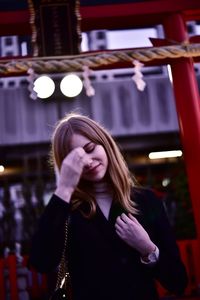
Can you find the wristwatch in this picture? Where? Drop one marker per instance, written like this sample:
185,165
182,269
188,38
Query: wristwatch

● ● ● ● ● ● ●

Copy out each line of the material above word for word, but leave out the picture.

▸ Worked answer:
Can you find the wristwatch in this picture? Where? Drop one marker per instance, written like this sample:
185,165
182,269
188,38
Query: wristwatch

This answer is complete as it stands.